Please tally the lines in the entries below that contain the string "chubby", with case counting, and reply with only that number.
[BEGIN Records provided]
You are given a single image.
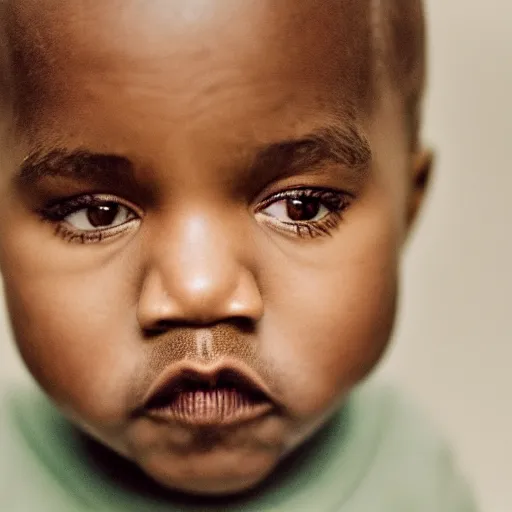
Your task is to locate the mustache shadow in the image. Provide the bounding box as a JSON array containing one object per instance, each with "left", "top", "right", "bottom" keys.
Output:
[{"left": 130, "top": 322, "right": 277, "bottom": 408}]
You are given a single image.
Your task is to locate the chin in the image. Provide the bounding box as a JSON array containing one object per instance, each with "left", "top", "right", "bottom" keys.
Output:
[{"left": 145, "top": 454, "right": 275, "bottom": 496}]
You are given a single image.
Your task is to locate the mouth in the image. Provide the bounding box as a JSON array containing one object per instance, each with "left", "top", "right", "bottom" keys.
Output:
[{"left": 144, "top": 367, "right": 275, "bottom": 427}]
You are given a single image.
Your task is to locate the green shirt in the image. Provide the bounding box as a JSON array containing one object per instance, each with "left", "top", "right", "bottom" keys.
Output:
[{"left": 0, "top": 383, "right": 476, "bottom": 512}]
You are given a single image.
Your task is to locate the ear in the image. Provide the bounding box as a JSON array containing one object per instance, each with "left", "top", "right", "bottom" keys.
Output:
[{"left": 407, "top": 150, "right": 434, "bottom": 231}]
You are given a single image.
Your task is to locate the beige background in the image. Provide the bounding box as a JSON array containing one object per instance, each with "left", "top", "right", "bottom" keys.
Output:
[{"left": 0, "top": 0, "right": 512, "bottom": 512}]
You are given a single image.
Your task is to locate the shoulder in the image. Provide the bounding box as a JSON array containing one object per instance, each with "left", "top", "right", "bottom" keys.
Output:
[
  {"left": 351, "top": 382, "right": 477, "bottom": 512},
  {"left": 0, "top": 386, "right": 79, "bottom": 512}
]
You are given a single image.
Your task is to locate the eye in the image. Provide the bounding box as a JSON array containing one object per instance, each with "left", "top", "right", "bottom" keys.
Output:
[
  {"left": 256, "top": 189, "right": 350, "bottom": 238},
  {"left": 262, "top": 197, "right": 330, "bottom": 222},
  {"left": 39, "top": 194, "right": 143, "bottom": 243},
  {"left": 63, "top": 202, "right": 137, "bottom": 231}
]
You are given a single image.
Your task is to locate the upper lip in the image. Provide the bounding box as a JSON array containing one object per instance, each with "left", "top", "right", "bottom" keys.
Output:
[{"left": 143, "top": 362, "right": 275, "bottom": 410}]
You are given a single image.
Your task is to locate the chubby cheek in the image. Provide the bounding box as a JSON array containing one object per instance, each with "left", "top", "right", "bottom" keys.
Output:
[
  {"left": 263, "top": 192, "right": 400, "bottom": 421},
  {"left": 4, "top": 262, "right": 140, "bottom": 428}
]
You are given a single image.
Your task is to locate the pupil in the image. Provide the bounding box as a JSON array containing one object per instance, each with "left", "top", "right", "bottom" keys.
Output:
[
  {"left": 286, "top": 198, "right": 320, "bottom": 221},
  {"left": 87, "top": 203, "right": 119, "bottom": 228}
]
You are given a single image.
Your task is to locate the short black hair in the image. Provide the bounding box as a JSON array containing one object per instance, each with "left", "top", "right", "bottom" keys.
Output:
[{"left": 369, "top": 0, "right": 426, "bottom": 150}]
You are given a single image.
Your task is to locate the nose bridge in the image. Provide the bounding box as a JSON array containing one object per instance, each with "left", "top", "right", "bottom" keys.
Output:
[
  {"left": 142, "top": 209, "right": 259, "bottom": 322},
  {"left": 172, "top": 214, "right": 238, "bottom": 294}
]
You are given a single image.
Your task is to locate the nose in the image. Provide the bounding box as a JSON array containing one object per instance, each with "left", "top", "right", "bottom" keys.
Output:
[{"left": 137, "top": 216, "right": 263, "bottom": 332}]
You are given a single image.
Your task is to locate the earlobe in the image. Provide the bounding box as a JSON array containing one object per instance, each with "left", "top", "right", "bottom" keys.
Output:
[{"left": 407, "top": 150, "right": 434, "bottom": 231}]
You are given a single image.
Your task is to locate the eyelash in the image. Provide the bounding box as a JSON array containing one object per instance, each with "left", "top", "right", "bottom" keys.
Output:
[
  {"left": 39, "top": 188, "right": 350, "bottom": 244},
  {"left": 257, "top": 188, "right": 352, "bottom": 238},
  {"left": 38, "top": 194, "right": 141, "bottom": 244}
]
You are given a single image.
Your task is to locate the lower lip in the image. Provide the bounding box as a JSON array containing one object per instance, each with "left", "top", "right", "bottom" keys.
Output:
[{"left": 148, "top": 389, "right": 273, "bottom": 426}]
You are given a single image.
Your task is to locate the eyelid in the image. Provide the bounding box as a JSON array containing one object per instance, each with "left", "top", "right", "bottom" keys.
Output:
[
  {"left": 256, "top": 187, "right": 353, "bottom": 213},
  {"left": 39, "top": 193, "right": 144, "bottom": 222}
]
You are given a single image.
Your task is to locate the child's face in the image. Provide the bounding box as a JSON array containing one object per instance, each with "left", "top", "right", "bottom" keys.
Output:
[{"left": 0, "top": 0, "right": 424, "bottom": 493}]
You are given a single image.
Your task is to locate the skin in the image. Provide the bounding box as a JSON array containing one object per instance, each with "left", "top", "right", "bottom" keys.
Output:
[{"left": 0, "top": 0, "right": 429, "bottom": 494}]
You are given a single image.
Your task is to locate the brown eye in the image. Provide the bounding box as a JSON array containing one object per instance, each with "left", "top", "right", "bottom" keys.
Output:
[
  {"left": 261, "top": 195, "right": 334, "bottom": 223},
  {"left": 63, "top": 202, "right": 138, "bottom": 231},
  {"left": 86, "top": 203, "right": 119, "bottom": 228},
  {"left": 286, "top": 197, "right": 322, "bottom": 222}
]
[END Records provided]
# Output:
1